-- Dataset records follows --

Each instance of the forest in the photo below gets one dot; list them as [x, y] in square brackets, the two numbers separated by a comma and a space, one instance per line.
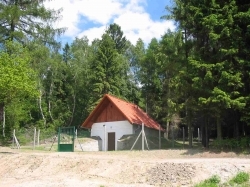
[195, 76]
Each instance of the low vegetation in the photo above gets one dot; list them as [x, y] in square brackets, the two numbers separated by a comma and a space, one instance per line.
[240, 180]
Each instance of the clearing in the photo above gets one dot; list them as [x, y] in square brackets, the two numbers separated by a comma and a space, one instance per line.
[27, 168]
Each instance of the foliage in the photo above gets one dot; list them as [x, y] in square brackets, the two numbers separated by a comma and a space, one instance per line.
[240, 178]
[17, 77]
[27, 20]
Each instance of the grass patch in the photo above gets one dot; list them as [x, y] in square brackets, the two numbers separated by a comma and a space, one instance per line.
[240, 178]
[211, 182]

-- Dataset records concluded --

§ **Work to complete**: Copy exactly the lines that begin with the one containing "Each instance of the foliage" and continue to the end of the records, both included, and nothing more.

§ **Solution to the exercise**:
Each instance of the foliage in the photo above gets one dot; list them as [x, y] in square brackets, the two numbers separated by a comma and a space, one instance per line.
[240, 178]
[17, 77]
[27, 20]
Each instance of the grass patch in the photo above gets one dot; list them as [x, y] in square brackets, the two numbers separated by a comma and a space, one instance per line.
[240, 178]
[211, 182]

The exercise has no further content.